■ Task material ■
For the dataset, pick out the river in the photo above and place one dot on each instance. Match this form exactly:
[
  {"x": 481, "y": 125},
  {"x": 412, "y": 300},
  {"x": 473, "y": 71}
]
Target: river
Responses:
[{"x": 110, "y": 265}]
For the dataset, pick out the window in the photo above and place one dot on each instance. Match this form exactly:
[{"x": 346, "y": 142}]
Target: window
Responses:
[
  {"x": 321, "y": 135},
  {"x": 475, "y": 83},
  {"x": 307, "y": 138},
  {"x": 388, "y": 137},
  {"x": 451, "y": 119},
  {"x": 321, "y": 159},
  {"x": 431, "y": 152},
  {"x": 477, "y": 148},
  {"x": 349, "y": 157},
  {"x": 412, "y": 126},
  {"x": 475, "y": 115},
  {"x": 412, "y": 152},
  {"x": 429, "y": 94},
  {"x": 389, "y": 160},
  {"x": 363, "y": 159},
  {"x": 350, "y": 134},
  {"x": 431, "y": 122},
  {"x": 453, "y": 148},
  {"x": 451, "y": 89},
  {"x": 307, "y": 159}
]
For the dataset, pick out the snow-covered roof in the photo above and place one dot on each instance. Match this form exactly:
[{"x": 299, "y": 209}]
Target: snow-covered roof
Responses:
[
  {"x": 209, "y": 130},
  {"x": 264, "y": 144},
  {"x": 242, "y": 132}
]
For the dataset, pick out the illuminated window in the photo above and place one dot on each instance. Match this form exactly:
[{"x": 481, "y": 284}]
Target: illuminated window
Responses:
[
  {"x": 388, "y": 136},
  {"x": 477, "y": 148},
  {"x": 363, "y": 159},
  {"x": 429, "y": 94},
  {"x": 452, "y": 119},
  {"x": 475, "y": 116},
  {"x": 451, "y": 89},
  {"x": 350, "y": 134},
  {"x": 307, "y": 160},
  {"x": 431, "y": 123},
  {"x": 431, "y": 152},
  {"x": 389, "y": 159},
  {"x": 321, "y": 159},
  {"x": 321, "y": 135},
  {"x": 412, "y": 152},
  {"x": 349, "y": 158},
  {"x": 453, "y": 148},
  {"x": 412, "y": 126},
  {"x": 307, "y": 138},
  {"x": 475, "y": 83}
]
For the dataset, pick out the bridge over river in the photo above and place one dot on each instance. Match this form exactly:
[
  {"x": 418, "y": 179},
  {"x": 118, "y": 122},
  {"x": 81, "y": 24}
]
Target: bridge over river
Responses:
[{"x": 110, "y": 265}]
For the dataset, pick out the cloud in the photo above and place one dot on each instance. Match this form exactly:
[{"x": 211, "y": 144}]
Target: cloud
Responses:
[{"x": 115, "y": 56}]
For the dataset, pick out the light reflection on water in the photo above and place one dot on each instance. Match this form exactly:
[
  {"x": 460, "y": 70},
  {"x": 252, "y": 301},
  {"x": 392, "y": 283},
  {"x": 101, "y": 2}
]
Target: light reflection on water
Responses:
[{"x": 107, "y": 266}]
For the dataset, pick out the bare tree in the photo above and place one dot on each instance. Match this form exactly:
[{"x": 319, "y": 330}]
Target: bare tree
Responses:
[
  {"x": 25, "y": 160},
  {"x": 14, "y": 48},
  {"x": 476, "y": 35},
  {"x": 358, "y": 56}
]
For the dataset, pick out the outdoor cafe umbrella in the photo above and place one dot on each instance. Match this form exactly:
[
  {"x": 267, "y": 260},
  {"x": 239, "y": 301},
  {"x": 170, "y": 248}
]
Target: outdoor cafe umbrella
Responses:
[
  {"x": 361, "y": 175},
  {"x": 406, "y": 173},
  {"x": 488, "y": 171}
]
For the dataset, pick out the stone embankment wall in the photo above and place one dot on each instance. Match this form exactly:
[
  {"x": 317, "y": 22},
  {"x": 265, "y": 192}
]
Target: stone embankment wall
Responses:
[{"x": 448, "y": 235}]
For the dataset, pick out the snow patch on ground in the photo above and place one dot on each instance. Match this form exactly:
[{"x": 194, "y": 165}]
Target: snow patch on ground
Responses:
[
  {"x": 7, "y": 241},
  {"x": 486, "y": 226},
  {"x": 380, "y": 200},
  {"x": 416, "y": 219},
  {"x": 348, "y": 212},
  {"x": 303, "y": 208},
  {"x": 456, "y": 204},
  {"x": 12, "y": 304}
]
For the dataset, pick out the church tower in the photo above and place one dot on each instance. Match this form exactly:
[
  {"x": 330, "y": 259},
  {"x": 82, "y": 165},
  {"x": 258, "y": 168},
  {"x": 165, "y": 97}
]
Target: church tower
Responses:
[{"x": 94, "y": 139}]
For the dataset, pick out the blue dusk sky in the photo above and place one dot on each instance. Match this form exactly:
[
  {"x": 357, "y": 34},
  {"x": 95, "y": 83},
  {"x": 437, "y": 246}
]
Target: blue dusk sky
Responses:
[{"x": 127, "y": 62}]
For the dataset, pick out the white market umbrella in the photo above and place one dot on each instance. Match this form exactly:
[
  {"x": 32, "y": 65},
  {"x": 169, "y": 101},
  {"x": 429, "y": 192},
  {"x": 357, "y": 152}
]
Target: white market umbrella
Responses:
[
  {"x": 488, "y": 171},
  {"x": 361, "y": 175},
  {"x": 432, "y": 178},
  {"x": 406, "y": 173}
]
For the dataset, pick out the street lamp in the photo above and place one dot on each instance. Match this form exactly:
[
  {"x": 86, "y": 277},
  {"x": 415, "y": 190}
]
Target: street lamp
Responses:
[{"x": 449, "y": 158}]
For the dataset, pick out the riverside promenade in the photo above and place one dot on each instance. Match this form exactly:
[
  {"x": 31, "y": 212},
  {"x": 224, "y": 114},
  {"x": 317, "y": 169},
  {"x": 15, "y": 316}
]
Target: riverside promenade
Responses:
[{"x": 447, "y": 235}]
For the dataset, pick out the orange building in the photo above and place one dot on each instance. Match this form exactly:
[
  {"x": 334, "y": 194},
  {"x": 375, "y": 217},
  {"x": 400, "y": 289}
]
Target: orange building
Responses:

■ Description of the task ■
Rewrite every one of the rows above, changing "place one dot on each instance" to "mark every instance with a single dot" and keeping all else unchanged.

■ Result ■
For the dataset, pick out the river in the photo above and mark every instance with a single dot. Match this form exactly:
[
  {"x": 481, "y": 125},
  {"x": 412, "y": 300},
  {"x": 473, "y": 71}
]
Target: river
Responses:
[{"x": 110, "y": 265}]
For the dataset, pick out the window in the photo above and mark every instance with a single dot. Match this form exactly:
[{"x": 346, "y": 142}]
Target: window
Responses:
[
  {"x": 321, "y": 135},
  {"x": 475, "y": 83},
  {"x": 307, "y": 138},
  {"x": 388, "y": 137},
  {"x": 451, "y": 119},
  {"x": 321, "y": 159},
  {"x": 431, "y": 152},
  {"x": 477, "y": 148},
  {"x": 349, "y": 157},
  {"x": 412, "y": 126},
  {"x": 475, "y": 115},
  {"x": 412, "y": 152},
  {"x": 429, "y": 94},
  {"x": 389, "y": 160},
  {"x": 363, "y": 159},
  {"x": 350, "y": 134},
  {"x": 431, "y": 122},
  {"x": 453, "y": 148},
  {"x": 451, "y": 89},
  {"x": 307, "y": 159}
]
For the dataset, pick out the snow-covered roof in the photo above and mark every instance with a single dot. Match this form exactly:
[{"x": 299, "y": 209}]
Target: snow-covered roof
Responses:
[
  {"x": 209, "y": 130},
  {"x": 264, "y": 144},
  {"x": 242, "y": 132}
]
For the dataset, pick out the illuminated window in the photo above and mark every instance with a single dot. Match this form exactly:
[{"x": 481, "y": 284}]
Target: illuminated window
Responses:
[
  {"x": 388, "y": 136},
  {"x": 477, "y": 148},
  {"x": 363, "y": 159},
  {"x": 429, "y": 94},
  {"x": 452, "y": 119},
  {"x": 475, "y": 116},
  {"x": 451, "y": 89},
  {"x": 350, "y": 134},
  {"x": 307, "y": 160},
  {"x": 431, "y": 123},
  {"x": 431, "y": 152},
  {"x": 389, "y": 159},
  {"x": 321, "y": 159},
  {"x": 321, "y": 135},
  {"x": 412, "y": 152},
  {"x": 349, "y": 158},
  {"x": 453, "y": 148},
  {"x": 412, "y": 126},
  {"x": 307, "y": 138},
  {"x": 475, "y": 83}
]
For the dataset, pick out the bridge over river in the photo above and mark every instance with a single dot. Match this form exactly:
[
  {"x": 418, "y": 179},
  {"x": 118, "y": 122},
  {"x": 81, "y": 24}
]
Target: bridge over river
Responses:
[{"x": 110, "y": 265}]
For the dataset, pick out the cloud in the photo above and mark every instance with a single dot. Match this form exactly:
[{"x": 211, "y": 144}]
Target: cloud
Responses:
[{"x": 115, "y": 56}]
For the dataset, pick out the light reflection on water in the photo above and mark every instance with a single dot. Match this form exactly:
[
  {"x": 460, "y": 70},
  {"x": 252, "y": 301},
  {"x": 392, "y": 283},
  {"x": 101, "y": 2}
]
Target: light reflection on water
Responses:
[{"x": 107, "y": 266}]
For the dataset, pick out the bare tree in the photo above and mark every instance with a single dot. Match this form exactly:
[{"x": 319, "y": 330}]
Target: bare tree
Responses:
[
  {"x": 25, "y": 160},
  {"x": 14, "y": 48},
  {"x": 476, "y": 35},
  {"x": 358, "y": 56}
]
For the dataset, pick out the outdoor cafe umbrella in the photo above and mark every instance with a single dot. Match this form exactly:
[
  {"x": 267, "y": 260},
  {"x": 239, "y": 301},
  {"x": 170, "y": 248}
]
Target: outdoor cafe umbrella
Responses:
[
  {"x": 361, "y": 175},
  {"x": 406, "y": 173},
  {"x": 488, "y": 171}
]
For the dataset, pick out the stone embankment wall in the photo above and mark every instance with a single dot. Match this form exactly:
[
  {"x": 317, "y": 22},
  {"x": 265, "y": 192}
]
Target: stone embankment wall
Responses:
[{"x": 448, "y": 235}]
For the dataset, pick out the snow patch on ground in the photo above and mark every instance with a single dot. Match this form exactly:
[{"x": 194, "y": 165}]
Target: snow patch on ground
Responses:
[
  {"x": 7, "y": 241},
  {"x": 486, "y": 226},
  {"x": 380, "y": 200},
  {"x": 416, "y": 219},
  {"x": 348, "y": 212},
  {"x": 303, "y": 208},
  {"x": 456, "y": 204},
  {"x": 12, "y": 304}
]
For the dataset, pick out the church tower in the photo above and mark every instance with a single dot. Match this form exactly:
[
  {"x": 330, "y": 259},
  {"x": 82, "y": 165},
  {"x": 258, "y": 168},
  {"x": 165, "y": 97}
]
Target: church tower
Responses:
[{"x": 94, "y": 139}]
For the dataset, pick out the blue dusk sky in the photo above and mark every instance with a single dot. Match this form exactly:
[
  {"x": 357, "y": 34},
  {"x": 95, "y": 83},
  {"x": 437, "y": 246}
]
Target: blue dusk sky
Responses:
[{"x": 127, "y": 62}]
For the dataset, pick out the white market umbrella in the photo above and mark every instance with a single dot. Match this form exactly:
[
  {"x": 32, "y": 65},
  {"x": 169, "y": 101},
  {"x": 429, "y": 192},
  {"x": 357, "y": 152}
]
Target: white market umbrella
Responses:
[
  {"x": 488, "y": 171},
  {"x": 361, "y": 175},
  {"x": 432, "y": 178},
  {"x": 406, "y": 173}
]
For the dataset, pick out the street lamp in the photo above and mark every instance with a single dot. Match this form exactly:
[
  {"x": 86, "y": 277},
  {"x": 415, "y": 190}
]
Target: street lamp
Responses:
[{"x": 449, "y": 158}]
For the dataset, pick out the riverside promenade in the photo above and mark every instance with a single dot. Match this form exactly:
[
  {"x": 31, "y": 212},
  {"x": 224, "y": 114},
  {"x": 317, "y": 169},
  {"x": 15, "y": 316}
]
Target: riverside promenade
Responses:
[{"x": 447, "y": 235}]
For the dataset, pick out the orange building in the photo above and mark every instance with a single dot. Match this form exactly:
[
  {"x": 334, "y": 194},
  {"x": 375, "y": 217},
  {"x": 400, "y": 289}
]
Target: orange building
Responses:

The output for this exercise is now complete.